The task: Exact repetition is required: output every record in full.

Material provided:
════════════════════

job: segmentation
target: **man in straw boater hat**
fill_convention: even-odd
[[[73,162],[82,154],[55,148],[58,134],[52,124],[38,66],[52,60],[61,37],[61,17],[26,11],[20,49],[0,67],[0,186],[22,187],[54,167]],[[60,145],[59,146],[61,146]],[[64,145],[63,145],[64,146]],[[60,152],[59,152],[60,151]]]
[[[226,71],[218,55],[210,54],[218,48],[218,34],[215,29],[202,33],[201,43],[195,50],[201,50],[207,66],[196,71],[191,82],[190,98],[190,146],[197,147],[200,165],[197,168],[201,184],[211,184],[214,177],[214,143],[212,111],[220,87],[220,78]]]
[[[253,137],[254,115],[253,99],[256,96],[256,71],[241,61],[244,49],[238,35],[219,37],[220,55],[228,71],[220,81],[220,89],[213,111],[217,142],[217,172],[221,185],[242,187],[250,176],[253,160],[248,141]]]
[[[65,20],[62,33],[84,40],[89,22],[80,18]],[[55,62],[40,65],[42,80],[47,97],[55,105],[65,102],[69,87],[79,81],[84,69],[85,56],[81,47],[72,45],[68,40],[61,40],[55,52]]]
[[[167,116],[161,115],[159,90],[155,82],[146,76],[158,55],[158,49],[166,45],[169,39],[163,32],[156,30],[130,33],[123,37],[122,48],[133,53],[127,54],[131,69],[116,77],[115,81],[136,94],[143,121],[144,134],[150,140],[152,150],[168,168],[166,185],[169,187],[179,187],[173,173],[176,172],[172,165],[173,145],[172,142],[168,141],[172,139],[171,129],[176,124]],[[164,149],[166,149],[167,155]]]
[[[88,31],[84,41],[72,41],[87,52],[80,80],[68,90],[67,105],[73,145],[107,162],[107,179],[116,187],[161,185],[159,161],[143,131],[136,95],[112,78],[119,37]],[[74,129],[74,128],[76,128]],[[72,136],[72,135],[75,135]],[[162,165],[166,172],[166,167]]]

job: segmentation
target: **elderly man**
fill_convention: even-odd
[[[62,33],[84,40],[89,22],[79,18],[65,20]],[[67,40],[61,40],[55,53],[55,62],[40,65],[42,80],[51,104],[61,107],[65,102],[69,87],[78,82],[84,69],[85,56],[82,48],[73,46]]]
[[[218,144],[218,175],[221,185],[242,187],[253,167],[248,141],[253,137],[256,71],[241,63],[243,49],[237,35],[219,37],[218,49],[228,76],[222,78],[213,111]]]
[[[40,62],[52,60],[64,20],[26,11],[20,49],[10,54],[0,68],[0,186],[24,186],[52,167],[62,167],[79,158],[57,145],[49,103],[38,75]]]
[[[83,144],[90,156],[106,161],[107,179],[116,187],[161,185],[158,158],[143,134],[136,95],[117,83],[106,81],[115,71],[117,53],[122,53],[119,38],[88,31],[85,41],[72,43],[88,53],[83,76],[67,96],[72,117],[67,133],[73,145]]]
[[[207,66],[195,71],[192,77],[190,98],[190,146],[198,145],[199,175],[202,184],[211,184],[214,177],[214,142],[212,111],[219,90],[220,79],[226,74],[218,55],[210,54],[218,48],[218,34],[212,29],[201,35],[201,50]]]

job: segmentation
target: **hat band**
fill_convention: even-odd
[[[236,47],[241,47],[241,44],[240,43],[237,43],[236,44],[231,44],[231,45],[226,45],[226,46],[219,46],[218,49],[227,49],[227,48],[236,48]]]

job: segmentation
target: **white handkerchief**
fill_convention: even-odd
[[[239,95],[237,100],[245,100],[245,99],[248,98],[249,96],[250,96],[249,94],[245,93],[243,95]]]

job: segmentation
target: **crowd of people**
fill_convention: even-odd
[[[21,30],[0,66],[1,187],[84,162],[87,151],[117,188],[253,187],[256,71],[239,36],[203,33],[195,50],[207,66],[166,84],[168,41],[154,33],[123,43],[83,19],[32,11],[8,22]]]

════════════════════

Exercise result:
job: segmentation
target: **man in straw boater hat**
fill_convention: even-odd
[[[73,162],[82,154],[55,148],[58,134],[52,124],[38,66],[52,60],[61,37],[61,17],[26,11],[20,49],[0,67],[0,186],[22,187],[54,167]],[[60,145],[59,146],[61,146]],[[64,145],[63,145],[64,146]],[[60,152],[59,152],[60,151]]]
[[[226,71],[218,55],[210,54],[218,48],[218,34],[215,29],[202,33],[201,43],[195,50],[201,50],[207,66],[196,71],[191,82],[190,98],[190,146],[197,147],[200,165],[197,168],[201,184],[211,184],[214,177],[214,143],[212,111],[220,87],[220,78]]]
[[[253,137],[254,115],[253,99],[256,96],[256,71],[241,61],[244,49],[238,35],[219,37],[220,55],[228,71],[220,81],[220,89],[213,111],[217,142],[217,172],[221,185],[242,187],[250,176],[253,160],[248,141]]]
[[[65,20],[62,33],[84,40],[89,22],[80,18]],[[55,62],[40,65],[42,80],[47,97],[55,105],[65,102],[69,87],[79,81],[84,69],[85,56],[81,47],[72,45],[68,40],[61,40],[55,52]]]
[[[167,116],[161,115],[159,90],[155,82],[146,76],[158,55],[158,49],[166,45],[169,39],[163,32],[156,30],[130,33],[123,37],[122,48],[133,53],[127,54],[131,69],[116,77],[115,81],[136,94],[143,121],[144,134],[150,140],[152,150],[168,168],[166,185],[169,187],[179,187],[173,173],[176,172],[172,165],[173,145],[172,142],[168,141],[172,139],[171,129],[176,124]],[[164,149],[166,149],[167,155]]]
[[[88,31],[84,41],[72,41],[87,52],[80,80],[68,90],[67,105],[73,145],[107,162],[107,179],[116,187],[161,185],[159,161],[143,131],[136,95],[112,78],[119,37]],[[74,129],[74,128],[76,128]],[[72,136],[72,135],[75,135]],[[162,165],[166,172],[166,167]]]

job: segmentation
target: **elderly man**
fill_convention: even-odd
[[[62,33],[84,40],[89,22],[79,18],[65,20]],[[67,40],[61,40],[55,53],[55,62],[40,65],[42,80],[51,104],[61,107],[65,102],[69,87],[78,82],[84,69],[85,56],[82,48],[73,46]]]
[[[218,144],[218,175],[221,185],[242,187],[253,167],[248,141],[253,137],[256,71],[241,63],[243,49],[237,35],[219,37],[218,49],[228,76],[222,78],[213,111]]]
[[[40,62],[52,60],[64,20],[26,11],[20,49],[10,54],[0,68],[0,186],[24,186],[52,167],[62,167],[79,158],[57,145],[49,103],[38,75]]]
[[[83,144],[90,156],[106,161],[107,179],[116,187],[161,185],[158,158],[143,134],[136,95],[117,83],[106,81],[115,71],[117,53],[122,53],[119,38],[88,31],[85,41],[72,43],[88,53],[83,76],[67,96],[72,117],[67,133],[73,145]]]
[[[207,66],[195,71],[192,77],[190,98],[190,146],[198,145],[199,175],[202,184],[211,184],[214,177],[214,142],[212,111],[219,90],[220,79],[226,74],[218,55],[210,54],[218,48],[218,34],[212,29],[201,35],[201,50]]]

job: segmentation
target: **hat band**
fill_convention: even-odd
[[[236,47],[241,47],[241,44],[240,43],[237,43],[236,44],[231,44],[231,45],[226,45],[226,46],[219,46],[218,49],[227,49],[227,48],[236,48]]]

job: segmentation
target: **white handkerchief**
fill_convention: even-odd
[[[239,95],[237,100],[245,100],[245,99],[248,98],[249,96],[250,96],[249,94],[245,93],[243,95]]]

job: segmentation
target: **crowd of people**
fill_convention: even-odd
[[[21,30],[0,66],[1,187],[84,162],[87,151],[117,188],[253,187],[256,71],[239,36],[203,33],[195,50],[207,66],[166,84],[168,41],[154,33],[123,43],[83,19],[32,11],[8,22]]]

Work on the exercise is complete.